"""

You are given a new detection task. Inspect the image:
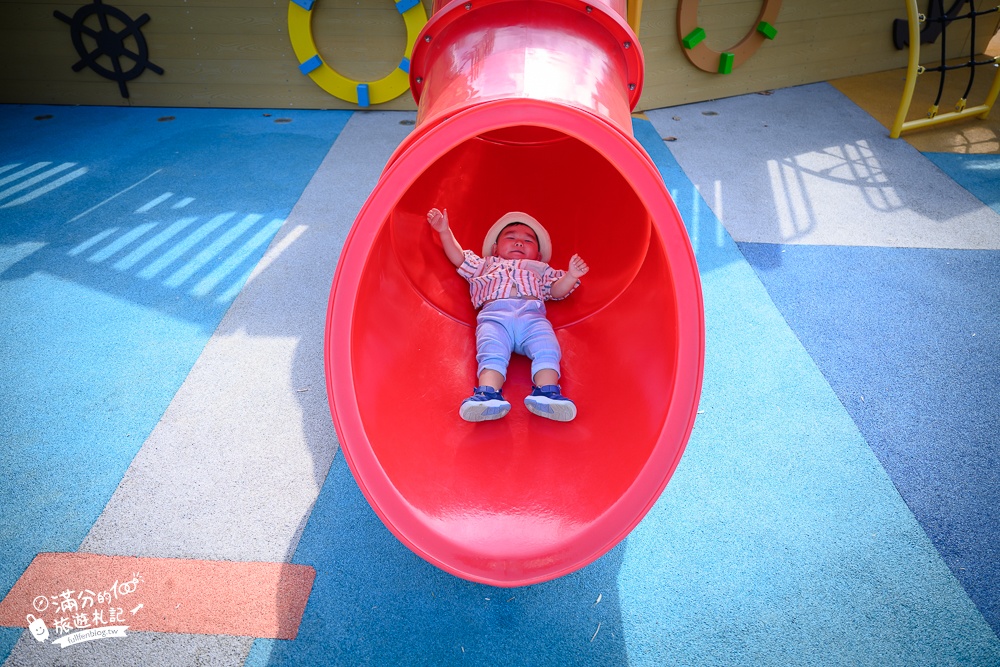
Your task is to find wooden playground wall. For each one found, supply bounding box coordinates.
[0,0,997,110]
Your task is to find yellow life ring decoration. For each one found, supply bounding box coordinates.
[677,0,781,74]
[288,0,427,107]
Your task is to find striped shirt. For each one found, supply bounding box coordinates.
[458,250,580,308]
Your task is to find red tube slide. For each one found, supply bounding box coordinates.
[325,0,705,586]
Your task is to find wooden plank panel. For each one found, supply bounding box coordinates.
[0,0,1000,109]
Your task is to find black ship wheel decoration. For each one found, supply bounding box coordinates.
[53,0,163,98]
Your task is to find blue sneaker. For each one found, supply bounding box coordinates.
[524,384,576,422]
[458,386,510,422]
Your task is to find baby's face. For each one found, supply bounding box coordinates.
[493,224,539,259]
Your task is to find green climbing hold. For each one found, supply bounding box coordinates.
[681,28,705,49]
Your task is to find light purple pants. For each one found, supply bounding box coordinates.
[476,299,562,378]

"""
"""

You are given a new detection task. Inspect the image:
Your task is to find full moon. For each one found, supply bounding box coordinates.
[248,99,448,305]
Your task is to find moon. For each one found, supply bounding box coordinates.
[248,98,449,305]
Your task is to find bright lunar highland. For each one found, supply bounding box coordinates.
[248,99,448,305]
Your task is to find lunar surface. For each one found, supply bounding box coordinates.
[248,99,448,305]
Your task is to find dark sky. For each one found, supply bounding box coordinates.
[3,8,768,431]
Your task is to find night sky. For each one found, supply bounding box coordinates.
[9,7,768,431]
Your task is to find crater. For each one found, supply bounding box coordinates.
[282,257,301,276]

"""

# [Requirement]
Give the data starting at the line that contains "Your task is to find red" and ending at the line that contains "[0,0,1000,109]" as a numbered list, including both of those lines and leaving out any blank lines.

# [The solution]
1. Your task is to find red tube slide. For each one found, supply bounding box coordinates.
2. [325,0,705,586]
3. Your task is to find wooden plank panel. For each one found, supply bounding box coordinates.
4. [0,0,1000,109]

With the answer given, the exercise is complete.